## Your objective
Convert every line of the items below into a JSON list of strings, one string per line, and leave out any blank lines.

— Start Task inputs —

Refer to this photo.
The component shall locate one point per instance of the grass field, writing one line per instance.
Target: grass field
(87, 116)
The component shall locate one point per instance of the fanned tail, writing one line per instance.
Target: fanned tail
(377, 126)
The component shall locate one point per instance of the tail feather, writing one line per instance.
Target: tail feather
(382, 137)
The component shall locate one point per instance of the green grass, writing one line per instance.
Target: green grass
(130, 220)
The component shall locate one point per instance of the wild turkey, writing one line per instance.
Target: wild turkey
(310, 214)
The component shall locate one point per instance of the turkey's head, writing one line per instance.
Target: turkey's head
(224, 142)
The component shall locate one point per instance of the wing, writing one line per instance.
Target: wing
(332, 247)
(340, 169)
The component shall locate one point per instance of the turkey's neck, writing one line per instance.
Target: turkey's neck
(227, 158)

— End Task inputs —

## Exercise output
[
  "Refer to this photo.",
  "The component shall locate one point per instance of the grass field, writing one line per instance.",
  "Target: grass field",
  "(87, 116)",
  "The component shall locate one point per instance of the fanned tail, writing one line per instance.",
  "Target: fanned tail",
  "(377, 126)",
  "The component shall locate one point per instance of the tail feather, writing one line per instance.",
  "Target: tail feather",
  "(382, 137)",
  "The component shall locate one point per instance of the green grass, writing one line per instance.",
  "Target: green grass",
  "(130, 220)",
  "The component shall locate one point per instance of the wild turkey, writing one line per instance.",
  "Target: wild turkey",
  "(310, 214)",
  "The component shall locate one point per instance of the turkey's head, writing one line per instance.",
  "Target: turkey's head",
  "(224, 142)",
  "The component shall locate one point per instance of the wing, writing one line per instance.",
  "Target: wing",
  "(332, 247)",
  "(340, 169)",
  "The component shall locate one point per instance of the turkey's neck, writing one line per instance.",
  "Target: turkey's neck",
  "(227, 158)"
]